__TASK OBJECTIVE__
Set down all of the data that follows word for word, without the images.

(Data listing)

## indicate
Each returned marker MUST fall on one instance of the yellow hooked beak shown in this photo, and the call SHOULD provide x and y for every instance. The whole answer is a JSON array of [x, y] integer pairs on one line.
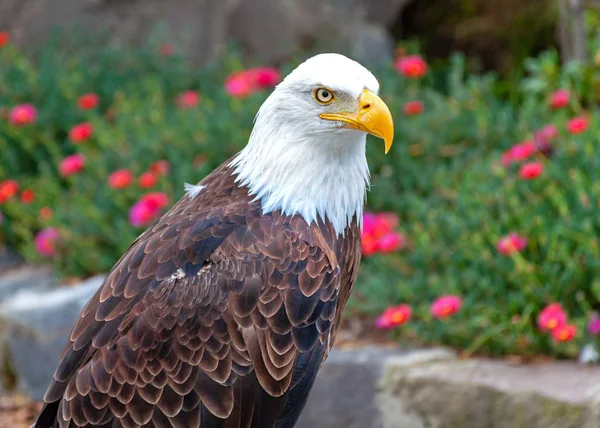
[[373, 117]]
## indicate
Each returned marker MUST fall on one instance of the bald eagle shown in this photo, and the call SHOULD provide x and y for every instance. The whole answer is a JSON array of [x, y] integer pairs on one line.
[[221, 314]]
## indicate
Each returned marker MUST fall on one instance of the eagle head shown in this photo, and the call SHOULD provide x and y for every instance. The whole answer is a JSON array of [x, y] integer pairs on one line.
[[306, 154]]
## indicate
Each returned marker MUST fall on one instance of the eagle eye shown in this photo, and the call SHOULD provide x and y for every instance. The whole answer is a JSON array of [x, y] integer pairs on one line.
[[323, 95]]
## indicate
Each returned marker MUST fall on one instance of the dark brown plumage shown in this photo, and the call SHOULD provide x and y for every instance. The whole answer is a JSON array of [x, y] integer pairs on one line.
[[217, 316]]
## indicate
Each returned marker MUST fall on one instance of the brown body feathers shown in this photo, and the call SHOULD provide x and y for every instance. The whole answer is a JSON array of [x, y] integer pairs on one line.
[[217, 316]]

__ANSWER FOR THE TASK__
## indicate
Each returned marker MUST fall on one instance of the yellow hooked beak shown in this photo, and the call SHOULD provide x and y for every instance. The whole answer is a JSON array of [x, y] integer pairs on one line.
[[373, 117]]
## indicate
Each returned marker MUST fall on one instance of the bald eagle shown in this photo, and the call SHOULD provide x and y for every instance. The whole answer is a JSON array of [x, y] integer pairs on one line.
[[221, 314]]
## indicate
Each returned marker MUST fall on one instance of the eagle head shown in this photo, and the call SHOULD provide x and y for every instance. The whole answer is a JSON array of [x, y] integer pairs on one line.
[[306, 154]]
## indicate
Each returned marker MUST fall on one instance of the eagle eye shown in this photo, and the call SHOULD provide x and y for every instance. The whole answer is a JSON array of [x, y] integer pairs on one line.
[[323, 95]]
## indicate
Each returned marker MUST fall on one instance of the dark brown plumage shown in this photo, and the call SHOULD provide x and y for every instance. The whole answer is a JSON array of [x, y] integer pairs on one line.
[[217, 316]]
## indicate
Each returned marker MUST fall on one instance of the brown body feathers shown in this photo, and the call SHOULD provide x and y for every instance. The whole answer is a JSON array of [x, y] integer pairs on one line.
[[217, 316]]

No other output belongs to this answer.